The tasks ▸
1) Return the passage of the panel transcript that opens with the words containing "So the designers" and closes with "a different question.", copied verbatim.
2) Answer these questions from the panel transcript:
(a) Between which two organizations does Margaret Chon describe a schism over fair trade?
(b) According to Jessica Silbey, for whom are designers usually doing these things?
(c) Which group does Margaret Chon say will delve into standards pretty deeply?

Document ▸
-- START --
Rochelle Dreyfuss  1:00:31  

So the metrics issue, so that has to come up, not only for the designers and thinking about what it is that they're doing, but also for the certification marks. So is that what the confusion you were talking about? Maggie, yeah, so I

 

Margaret Chon  1:00:50  

make sure that people can hear me. I referred to, I alluded to two different kinds of confusion associated with certification marks. One is related to the opacity of the standards that are represented by the marks, it's very hard to find out what they really mean, unless you do a lot of digging, and I mean hours of digging into their

 

Rochelle Dreyfuss  1:01:11  

website. Do designers think about this too? I mean, are they asking that question? What do these marks mean?

 

Jessica Silbey  1:01:18  

So the designers are usually doing these things for clients. So we they don't think about the IP as much. And I think if they were being optimistic, what they would say is that the design will speak for itself, that that it will be experienced as achieving these goals, whether the client has communicated that is the goal. Is a different question.

 

Rochelle Dreyfuss  1:01:42  

I'm sorry to interrupt you, or you said two kinds of confusion. No,

 

Margaret Chon  1:01:46  

that's okay. So that's one kind the opacity of the information represented by the certification mark. The second would be that when there's a proliferation of marks, for example, when there was that schism between Fair Trade International and fair trade USA, or there the consumer it was because there was a difference in the standards, right? So then we have two different marks, actually, many, many, more than two representing fair trade, and the consumer doesn't, necessarily, isn't able to differentiate among that, this huge proliferation of different meanings. So that's the second type of confusion.

 

Rochelle Dreyfuss  1:02:20  

So has anybody started a website that tells them what's what?

 

Margaret Chon  1:02:23  

You know, there's there are a few websites like the Environmental Working Group will actually delve into standards pretty deeply. So there are some nonprofits out there that specialize in sort of make doing that work for the consumer, and making that more transparent, and therefore the consumer can compare and contrast. So if you want sort of, you know, a reef friendly sunscreen, or, you know, sunscreen that does certain kinds of things, you can go to that website and figure that out

 

Rochelle Dreyfuss  1:02:53  

people have comments on each other's or open it up for questions

 

Jessica Silbey  1:02:59  

here from the audience. Pat,

 

Rochelle Dreyfuss  1:03:08  

so is somebody getting the microphone over there?
-- END --
Records provided ▸
-- START --
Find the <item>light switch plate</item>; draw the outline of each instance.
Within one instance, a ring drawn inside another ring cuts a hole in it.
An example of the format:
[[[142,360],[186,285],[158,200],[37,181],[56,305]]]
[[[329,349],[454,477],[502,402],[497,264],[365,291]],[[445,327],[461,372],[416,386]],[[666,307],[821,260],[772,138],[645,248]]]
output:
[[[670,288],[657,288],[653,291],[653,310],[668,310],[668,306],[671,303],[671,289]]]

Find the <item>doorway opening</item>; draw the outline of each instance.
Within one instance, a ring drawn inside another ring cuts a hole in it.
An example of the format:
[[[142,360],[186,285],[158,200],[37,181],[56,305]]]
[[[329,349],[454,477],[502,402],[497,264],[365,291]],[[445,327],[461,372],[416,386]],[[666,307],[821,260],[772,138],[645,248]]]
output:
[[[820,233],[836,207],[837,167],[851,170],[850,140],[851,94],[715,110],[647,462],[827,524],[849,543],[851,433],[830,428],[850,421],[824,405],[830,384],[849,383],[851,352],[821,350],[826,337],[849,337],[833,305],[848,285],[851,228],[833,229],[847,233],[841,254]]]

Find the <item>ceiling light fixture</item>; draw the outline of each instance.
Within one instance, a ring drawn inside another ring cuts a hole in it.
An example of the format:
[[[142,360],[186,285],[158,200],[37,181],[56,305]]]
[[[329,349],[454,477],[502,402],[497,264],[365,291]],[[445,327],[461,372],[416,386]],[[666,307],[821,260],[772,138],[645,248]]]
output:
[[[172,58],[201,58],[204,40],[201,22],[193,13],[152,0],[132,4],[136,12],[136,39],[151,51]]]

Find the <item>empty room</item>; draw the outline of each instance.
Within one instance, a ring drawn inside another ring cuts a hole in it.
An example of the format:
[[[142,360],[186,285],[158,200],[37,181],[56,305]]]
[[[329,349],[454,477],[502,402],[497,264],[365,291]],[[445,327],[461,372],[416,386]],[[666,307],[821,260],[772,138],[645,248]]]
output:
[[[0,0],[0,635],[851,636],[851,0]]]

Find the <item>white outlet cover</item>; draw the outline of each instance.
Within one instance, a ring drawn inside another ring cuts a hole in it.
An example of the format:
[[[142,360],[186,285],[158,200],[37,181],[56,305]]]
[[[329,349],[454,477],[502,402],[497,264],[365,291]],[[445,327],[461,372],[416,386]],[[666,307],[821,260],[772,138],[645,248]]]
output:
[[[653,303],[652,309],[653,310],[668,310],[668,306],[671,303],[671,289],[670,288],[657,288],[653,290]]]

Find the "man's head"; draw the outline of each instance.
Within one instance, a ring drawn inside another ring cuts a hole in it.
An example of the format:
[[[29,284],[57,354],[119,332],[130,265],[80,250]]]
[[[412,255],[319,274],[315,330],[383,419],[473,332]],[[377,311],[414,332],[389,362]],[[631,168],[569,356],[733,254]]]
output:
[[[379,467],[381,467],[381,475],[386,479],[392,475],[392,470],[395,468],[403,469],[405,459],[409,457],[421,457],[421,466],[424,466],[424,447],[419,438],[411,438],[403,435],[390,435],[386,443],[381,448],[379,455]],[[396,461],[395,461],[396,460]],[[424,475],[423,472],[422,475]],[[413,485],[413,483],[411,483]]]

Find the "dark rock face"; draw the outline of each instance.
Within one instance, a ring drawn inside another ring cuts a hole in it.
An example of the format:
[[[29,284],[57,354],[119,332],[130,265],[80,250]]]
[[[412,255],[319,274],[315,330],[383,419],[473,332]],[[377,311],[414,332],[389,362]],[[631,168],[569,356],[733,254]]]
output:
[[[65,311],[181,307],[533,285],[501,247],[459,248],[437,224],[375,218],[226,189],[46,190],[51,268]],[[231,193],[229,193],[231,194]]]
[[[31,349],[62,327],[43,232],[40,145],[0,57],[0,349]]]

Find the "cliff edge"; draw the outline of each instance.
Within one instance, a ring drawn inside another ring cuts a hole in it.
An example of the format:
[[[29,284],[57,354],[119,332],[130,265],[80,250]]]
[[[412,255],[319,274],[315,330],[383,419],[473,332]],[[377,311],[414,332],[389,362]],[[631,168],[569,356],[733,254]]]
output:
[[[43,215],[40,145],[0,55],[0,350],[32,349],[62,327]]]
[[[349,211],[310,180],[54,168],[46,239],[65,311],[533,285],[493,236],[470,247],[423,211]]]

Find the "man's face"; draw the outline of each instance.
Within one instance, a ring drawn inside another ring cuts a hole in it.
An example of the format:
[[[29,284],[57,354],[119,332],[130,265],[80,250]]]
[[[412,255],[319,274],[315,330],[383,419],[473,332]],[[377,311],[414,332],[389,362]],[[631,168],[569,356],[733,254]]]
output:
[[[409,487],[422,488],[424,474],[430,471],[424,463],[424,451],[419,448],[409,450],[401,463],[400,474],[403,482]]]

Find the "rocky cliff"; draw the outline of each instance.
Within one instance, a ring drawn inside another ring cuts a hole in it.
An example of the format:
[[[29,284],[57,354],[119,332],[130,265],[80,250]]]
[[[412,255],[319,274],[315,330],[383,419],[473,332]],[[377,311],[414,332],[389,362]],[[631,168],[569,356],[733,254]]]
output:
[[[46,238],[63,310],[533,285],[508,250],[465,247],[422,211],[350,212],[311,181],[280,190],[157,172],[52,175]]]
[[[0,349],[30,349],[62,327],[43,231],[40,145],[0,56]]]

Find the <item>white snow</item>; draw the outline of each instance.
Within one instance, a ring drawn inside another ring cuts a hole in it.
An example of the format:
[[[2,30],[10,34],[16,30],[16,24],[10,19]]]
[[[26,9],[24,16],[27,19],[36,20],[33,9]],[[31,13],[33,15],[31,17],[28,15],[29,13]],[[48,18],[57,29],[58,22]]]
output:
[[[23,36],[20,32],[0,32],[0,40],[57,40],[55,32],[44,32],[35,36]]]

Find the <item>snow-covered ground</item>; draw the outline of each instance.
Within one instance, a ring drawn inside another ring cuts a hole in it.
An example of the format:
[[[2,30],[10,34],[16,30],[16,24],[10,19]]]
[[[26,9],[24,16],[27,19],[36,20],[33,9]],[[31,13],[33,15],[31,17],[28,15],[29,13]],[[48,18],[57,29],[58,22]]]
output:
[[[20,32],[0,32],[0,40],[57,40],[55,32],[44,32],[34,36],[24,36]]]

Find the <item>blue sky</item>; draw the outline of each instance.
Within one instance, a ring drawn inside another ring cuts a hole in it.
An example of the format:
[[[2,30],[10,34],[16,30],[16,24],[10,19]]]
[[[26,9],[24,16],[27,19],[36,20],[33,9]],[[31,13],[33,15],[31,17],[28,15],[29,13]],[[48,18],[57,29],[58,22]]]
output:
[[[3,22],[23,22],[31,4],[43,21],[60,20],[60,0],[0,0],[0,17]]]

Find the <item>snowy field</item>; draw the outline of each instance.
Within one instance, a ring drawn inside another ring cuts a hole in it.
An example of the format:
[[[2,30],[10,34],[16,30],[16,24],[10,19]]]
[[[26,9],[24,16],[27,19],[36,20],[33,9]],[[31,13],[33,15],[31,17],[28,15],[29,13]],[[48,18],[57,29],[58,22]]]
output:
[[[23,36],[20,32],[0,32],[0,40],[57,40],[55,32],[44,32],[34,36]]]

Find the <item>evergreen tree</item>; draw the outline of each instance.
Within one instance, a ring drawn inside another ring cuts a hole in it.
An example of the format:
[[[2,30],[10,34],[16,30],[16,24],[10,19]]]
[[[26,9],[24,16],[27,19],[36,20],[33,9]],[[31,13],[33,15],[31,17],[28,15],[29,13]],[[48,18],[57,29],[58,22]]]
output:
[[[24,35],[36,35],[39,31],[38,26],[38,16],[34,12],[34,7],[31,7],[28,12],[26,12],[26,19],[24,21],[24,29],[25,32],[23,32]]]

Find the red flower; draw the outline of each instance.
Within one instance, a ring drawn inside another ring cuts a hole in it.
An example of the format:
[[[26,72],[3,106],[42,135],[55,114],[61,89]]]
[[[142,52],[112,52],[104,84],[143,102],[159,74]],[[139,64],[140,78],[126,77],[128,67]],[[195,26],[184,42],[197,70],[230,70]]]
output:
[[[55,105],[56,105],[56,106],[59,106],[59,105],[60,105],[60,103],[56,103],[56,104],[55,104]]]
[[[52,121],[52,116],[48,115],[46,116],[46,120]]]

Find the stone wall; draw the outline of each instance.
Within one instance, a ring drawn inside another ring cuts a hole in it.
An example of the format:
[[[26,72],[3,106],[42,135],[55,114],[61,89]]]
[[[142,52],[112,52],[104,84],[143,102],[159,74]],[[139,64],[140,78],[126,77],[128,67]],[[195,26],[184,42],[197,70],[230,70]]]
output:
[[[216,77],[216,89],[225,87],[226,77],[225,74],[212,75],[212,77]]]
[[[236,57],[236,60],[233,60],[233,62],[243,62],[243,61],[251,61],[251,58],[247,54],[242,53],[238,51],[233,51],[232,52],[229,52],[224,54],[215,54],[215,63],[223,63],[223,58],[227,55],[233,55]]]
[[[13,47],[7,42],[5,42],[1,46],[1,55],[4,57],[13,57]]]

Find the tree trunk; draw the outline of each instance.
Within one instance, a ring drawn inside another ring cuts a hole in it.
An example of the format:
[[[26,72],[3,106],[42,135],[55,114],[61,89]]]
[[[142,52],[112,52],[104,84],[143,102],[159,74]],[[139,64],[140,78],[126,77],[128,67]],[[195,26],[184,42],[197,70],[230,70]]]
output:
-- END --
The replies ▸
1)
So the designers are usually doing these things for clients. So we they don't think about the IP as much. And I think if they were being optimistic, what they would say is that the design will speak for itself, that that it will be experienced as achieving these goals, whether the client has communicated that is the goal. Is a different question.

2)
(a) Fair Trade International and fair trade USA
(b) Clients
(c) The Environmental Working Group